The agent ran 126 experiments overnight. 28 kept, 94 discarded, 4 crashed. BPB improved from 2.86 to 2.23 — a 22% reduction. The agent's log reads like a compressed version of a research paper's ablation study:

The first insight was that the 60-second time budget limited training to about 20 steps. With 20 steps, the biggest lever is getting more steps per run, not making each step smarter. The agent shrank the model — depth 4 to depth 2, dim 256 to dim 128 — and gained steps. It removed warmdown entirely, because spending any of those 20 steps decaying the learning rate was a waste.

Then it got creative. It replaced ReluSquared with SwiGLU. Removed the logit soft-capping. Removed the initial embedding normalization. Switched to GQA with 2 KV heads instead of full multi-head attention. Cranked the sequence length from 512 to 4096 — the single largest improvement, because BPB rewards context. Increased the batch size to 32768 tokens per step.

The final configuration looks nothing like where I started:

// What I ported from the reference:
depth=4, dim=256, seq=512, batch=8192, MHA, ReluSquared, softcap, 7.34M params

// What the agent found:
depth=1, dim=128, seq=4096, batch=32768, GQA-2, SwiGLU, no softcap, 0.67M params

One transformer layer. The agent had empirically discovered that under a fixed time budget on a single Apple Silicon Mac, a tiny model with long context beats a larger model with short context. Every additional layer costs step time that would be better spent seeing more data.

The hit rate was about 22% — roughly one in five changes improved the metric. Most gains came from the first 30 experiments. After experiment 85, diminishing returns set in. The agent kept trying, because the CLAUDE.md told it to never stop, and it followed those instructions with the literal-mindedness that makes AI agents both useful and slightly unnerving.

The memory leak that 60 seconds hid

Encouraged by the agent's results, I tried a longer training run. --time-budget 600 instead of 60. The process was OOM-killed at step 36.

Every forward() call creates intermediate tensors — matmul outputs, attention scores, normalization statistics. Every backward() creates gradient tensors. Every muonAdamWStep() runs five Newton-Schulz iterations per Muon parameter, each producing six intermediate tensors. None of these were freed. At 60 seconds and ~20 steps, the accumulated tensors fit comfortably in memory. At 600 seconds and ~200 steps, they didn't.

The agent had run 126 experiments without encountering this. The 60-second time budget was short enough to mask the leak entirely. The architecture of the experiment — short runs, many iterations — selected against discovering it.

TASKS TO CARRY OUT:
1. List every change the agent made in the paragraph of the write-up on the agent's training experiments that begins "Then it got creative."
2. Translate this sentence from the write-up on the agent's training experiments into Spanish: "Every additional layer costs step time that would be better spent seeing more data."
3. Pick up the write-up on the agent's training experiments right after its final sentence and continue it.

SUPPLIED RECORDS:
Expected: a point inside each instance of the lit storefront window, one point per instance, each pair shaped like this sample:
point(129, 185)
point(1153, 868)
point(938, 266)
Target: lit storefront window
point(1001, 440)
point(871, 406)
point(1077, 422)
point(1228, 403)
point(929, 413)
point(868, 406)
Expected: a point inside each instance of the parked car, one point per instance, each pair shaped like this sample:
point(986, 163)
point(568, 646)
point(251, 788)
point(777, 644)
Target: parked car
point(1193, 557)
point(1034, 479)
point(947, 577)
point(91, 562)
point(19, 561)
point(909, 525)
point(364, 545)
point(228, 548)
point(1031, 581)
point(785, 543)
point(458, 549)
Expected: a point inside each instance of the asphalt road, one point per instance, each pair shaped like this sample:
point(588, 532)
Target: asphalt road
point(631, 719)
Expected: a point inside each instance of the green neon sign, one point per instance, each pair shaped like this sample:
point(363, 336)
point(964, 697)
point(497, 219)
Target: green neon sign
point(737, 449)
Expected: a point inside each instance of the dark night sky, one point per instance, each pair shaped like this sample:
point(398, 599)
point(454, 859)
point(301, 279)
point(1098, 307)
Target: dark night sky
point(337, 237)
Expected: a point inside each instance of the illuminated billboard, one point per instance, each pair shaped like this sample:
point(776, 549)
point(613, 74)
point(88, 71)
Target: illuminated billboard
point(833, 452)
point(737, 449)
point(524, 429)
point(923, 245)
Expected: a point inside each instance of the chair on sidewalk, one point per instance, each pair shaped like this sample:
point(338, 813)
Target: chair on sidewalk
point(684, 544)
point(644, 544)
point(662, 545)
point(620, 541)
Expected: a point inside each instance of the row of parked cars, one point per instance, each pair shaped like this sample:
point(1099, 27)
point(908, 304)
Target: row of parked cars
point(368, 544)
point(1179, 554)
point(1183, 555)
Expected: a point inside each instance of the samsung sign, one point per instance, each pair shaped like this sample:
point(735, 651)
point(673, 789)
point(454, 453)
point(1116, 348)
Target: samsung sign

...

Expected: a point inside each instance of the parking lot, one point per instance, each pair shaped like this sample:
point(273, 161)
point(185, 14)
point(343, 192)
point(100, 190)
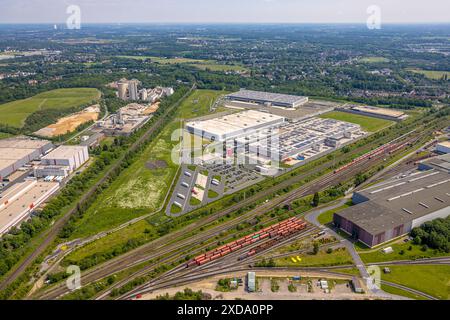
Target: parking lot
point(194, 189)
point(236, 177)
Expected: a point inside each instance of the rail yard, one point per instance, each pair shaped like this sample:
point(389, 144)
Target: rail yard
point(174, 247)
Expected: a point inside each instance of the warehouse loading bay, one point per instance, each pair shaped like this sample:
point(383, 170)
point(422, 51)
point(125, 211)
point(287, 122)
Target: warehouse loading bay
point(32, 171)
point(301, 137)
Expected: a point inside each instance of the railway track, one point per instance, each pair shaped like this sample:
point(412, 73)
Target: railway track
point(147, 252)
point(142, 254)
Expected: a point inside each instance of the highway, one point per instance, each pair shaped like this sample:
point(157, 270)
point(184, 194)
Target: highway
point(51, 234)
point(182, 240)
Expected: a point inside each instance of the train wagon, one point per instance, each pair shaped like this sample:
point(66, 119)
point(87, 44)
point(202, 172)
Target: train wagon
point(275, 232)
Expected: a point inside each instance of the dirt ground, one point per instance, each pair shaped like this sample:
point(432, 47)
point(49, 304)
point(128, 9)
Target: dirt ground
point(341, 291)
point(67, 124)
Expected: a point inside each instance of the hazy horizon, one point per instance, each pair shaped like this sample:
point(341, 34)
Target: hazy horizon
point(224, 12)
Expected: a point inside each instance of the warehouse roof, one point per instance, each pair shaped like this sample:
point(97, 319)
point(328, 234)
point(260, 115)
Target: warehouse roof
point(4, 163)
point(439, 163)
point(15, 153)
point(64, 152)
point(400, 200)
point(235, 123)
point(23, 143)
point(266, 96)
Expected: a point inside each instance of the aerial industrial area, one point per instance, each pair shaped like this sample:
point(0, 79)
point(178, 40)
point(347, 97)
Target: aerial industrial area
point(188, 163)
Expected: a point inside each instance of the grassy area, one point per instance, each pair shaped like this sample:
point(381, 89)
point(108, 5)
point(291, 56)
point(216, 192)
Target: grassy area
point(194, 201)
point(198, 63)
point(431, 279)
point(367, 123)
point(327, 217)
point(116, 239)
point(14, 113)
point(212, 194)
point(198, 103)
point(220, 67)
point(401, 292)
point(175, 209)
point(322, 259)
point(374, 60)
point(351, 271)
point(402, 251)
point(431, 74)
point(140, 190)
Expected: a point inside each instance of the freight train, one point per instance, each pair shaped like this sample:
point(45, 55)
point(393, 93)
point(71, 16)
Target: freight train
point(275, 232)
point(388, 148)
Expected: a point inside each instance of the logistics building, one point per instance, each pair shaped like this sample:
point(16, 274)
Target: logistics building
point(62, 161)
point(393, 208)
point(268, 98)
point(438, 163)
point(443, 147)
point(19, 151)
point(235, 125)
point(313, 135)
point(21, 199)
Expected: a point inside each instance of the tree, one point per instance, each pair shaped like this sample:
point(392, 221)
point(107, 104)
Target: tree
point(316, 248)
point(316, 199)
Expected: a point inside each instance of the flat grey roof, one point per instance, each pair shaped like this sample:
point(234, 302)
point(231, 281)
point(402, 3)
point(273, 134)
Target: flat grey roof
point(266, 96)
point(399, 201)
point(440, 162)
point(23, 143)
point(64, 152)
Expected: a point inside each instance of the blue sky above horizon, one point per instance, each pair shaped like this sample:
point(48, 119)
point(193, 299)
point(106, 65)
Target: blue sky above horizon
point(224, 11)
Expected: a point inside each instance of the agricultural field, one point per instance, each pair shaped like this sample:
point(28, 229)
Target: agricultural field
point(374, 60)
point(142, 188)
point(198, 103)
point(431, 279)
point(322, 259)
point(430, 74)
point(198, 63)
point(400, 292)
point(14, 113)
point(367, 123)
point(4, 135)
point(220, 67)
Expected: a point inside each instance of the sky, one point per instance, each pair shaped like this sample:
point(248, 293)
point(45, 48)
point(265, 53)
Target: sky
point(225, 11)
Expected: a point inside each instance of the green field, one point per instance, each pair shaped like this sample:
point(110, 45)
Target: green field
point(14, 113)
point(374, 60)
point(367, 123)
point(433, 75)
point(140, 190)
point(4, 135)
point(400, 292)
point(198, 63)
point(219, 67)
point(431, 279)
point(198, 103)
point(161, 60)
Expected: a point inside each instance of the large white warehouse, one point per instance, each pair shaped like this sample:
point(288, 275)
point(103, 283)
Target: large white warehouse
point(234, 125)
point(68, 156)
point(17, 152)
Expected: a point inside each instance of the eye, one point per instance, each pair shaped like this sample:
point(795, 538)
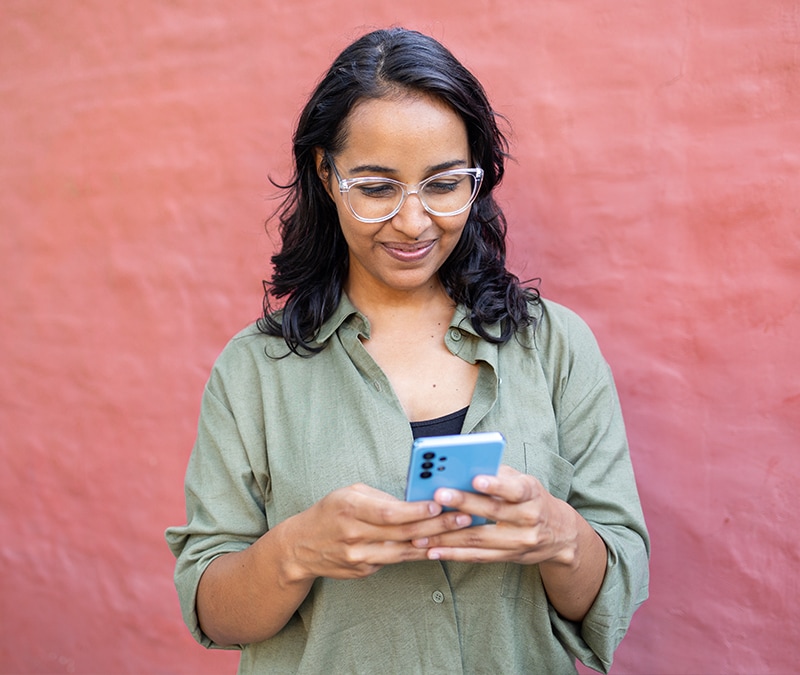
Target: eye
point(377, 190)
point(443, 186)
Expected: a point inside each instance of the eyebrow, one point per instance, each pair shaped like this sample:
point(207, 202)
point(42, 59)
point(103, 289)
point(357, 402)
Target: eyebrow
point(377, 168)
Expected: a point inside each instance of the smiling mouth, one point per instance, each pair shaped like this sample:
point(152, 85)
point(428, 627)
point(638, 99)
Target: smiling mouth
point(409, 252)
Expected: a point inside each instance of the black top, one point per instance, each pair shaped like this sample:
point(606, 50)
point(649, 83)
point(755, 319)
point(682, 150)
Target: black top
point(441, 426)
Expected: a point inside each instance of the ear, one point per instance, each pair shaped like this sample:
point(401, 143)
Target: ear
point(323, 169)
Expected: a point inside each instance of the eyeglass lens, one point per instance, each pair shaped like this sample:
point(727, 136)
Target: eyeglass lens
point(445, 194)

ANSWERS FOR EACH ITEM:
1.
- Replaced ReluSquared with SwiGLU
- Removed the logit soft-capping
- Removed the initial embedding normalization
- Switched to GQA with 2 KV heads instead of full multi-head attention
- Increased the sequence length from 512 to 4096
- Increased the batch size to 32768 tokens per step

2. Cada capa adicional cuesta tiempo de paso que estaría mejor invertido en ver más datos.

3.
The fix was smith.using() — scoped tensor cleanup. Model weights and optimizer state are created before the training loop and survive. Everything inside the scope — activations, gradients, Newton-Schulz intermediates — gets returned to the buffer pool at scope exit.

for (let seq = 0; seq < seqsPerStep; seq++) {
  smith.using(() => {
    const { input, target } = trainLoader.next()
    const { loss } = forward(model, input, target)
    const scaledLoss = smith.scale(loss, 1.0 / seqsPerStep)
    smith.backward(scaledLoss)
    for (const p of params) if (p.grad) smith.retain(p.grad)
  })
}

The retain() calls are the interesting part. Gradients need to survive the scope because they accumulate across sequences. But the scope wants to dispose everything it allocated. So you retain the gradients, let the scope clean up everything else, then dispose the gradients manually after the optimizer step. It's a manual memory management dance in a garbage-collected language — Metal's own retain/release pattern, ported to JavaScript.

Metal buffers are forever

This fixed the OOM at step 36. It moved it to step 61. Then step 182. Each fix revealed the next layer of the problem.

The final layer: Metal compute buffers, once used in a dispatch, cannot be freed through CFRelease. The command buffer takes an internal retain when you bind a buffer to a compute encoder. After the dispatch completes, waitUntilCompleted returns, ARC releases the command buffer, but device.currentAllocatedSize never decreases. I tried @autoreleasepool wrapping, explicit CFRelease, local ARC variables with = nil, nested autorelease pools. A buffer used in 8 dispatches had CFGetRetainCount of 9. Nothing I did through Objective-C could reduce it below 2.

The fix wasn't to make release work. It was to stop trying to release.

The buffer pool exists to avoid allocation overhead by reusing buffers. I had been undermining it by draining the pool between steps. With two changes — remove poolDrain() from the training loop, set MAX_PER_BIN = Infinity — every buffer stays pooled and gets reused. GPU memory stabilizes at ~450MB after step 2. The pool reaches 318 buffers at steady state with a 99% hit rate.

Sometimes the correct response to "I can't free this memory" is "then don't."

The actual ML is smaller than you think

The reference train.py is about 800 lines. Of those, roughly 300 are the model. Those 300 lines port almost line-for-line. The remaining 500 are scaling infrastructure: batch parallelism, torch.compile annotations, bfloat16, distributed gradients, NCCL. I threw away all 500 lines. Every one solves a problem I don't have.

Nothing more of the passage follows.